Rethinking Europe through Refugees, Populism, and “Crisis”

This is part of our Campus Spotlight on the Consortium on Forced Migration, Displacement, and Education (CFMDE).

 

Since 2015, more than three million people from the Middle East, Africa, and Asia have traveled into the European Union in order to seek refuge and asylum (Eurostat 1-3). Their arrival has prompted many state agencies, public commentators, and even migrants themselves to speak of a “refugee crisis”—or, alternatively, a “crisis of the state”—that threatens to undermine the EU’s regime of border regulation and overwhelm its members’ capacities for humanitarian care. As challenging as the current situation is, however, its characterization as a crisis is also somewhat curious. After all, this is hardly the first time that European nation-states have responded to large numbers of refugees and other migrants: tens of millions of displaced people traversed the continent during and after World War II (e.g., Cohen, Gatrell), while post-unification Germany, in particular, has contended with more than a million refugees from the collapsing Yugoslavia and ethnic Germans “returning” from the Soviet Union and Russia (e.g., Joppke, Molnar). At the same time, more people are currently seeking protection, whether as refugees or as “internally displaced people,” in countries like Turkey, Syria, the Democratic Republic of the Congo, and Colombia than in the entire EU (United Nations High Commissioner for Refugees 2, 3, and 33-37). And finally, most EU member states, despite decades of neoliberal restructuring and the ongoing impact of the recent recession, continue to have significantly greater material and institutional resources at their disposal than other major “receiving countries” worldwide. So what does it mean to speak of a European refugee crisis since the summer of 2015? Why declare an emergency now, and why locate that emergency in Europe?

My students and I set out to examine these questions in Confronting the “Crisis:” Refugees and Populism in Europe, a course which I taught twice in the 2017-2018 academic year. We did not take the empirical existence of a refugee crisis for granted, but instead sought to unpack the very notions of “refugee” and “crisis” as historical and political concepts. In the process, the students noted that “Europe” itself requires critical inquiry, especially given the frequency with which populist opponents of asylum and migration have invoked it. In the course of our discussions, it became clear that we could not comprehend contemporary refugee politics without also understanding the social conditions that have made populism—especially the variety that expresses a marked hostility toward migrants—so compelling to so many European citizens. Refugee mobility and populist mobilization, in other words, had to be placed within a common analytical frame.

○ ○ ○ ○

- _TO BE DONE_
a) In the text on refugees and populism in Europe, how many people have traveled into the European Union since 2015 to seek refuge and asylum?
b) According to the text on refugees and populism in Europe, which countries have more people seeking protection, as refugees or as internally displaced people, than the entire EU? Name every one.

- _COLLECTED MATERIAL_

○ ○ ○ ○

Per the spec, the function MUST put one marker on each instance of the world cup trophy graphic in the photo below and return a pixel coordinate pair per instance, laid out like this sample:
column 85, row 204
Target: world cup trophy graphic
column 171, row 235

○ ○ ○ ○

- _EXPECTED RESPONSES_
a) More than three million people.

b) Turkey, Syria, the Democratic Republic of the Congo, and Colombia.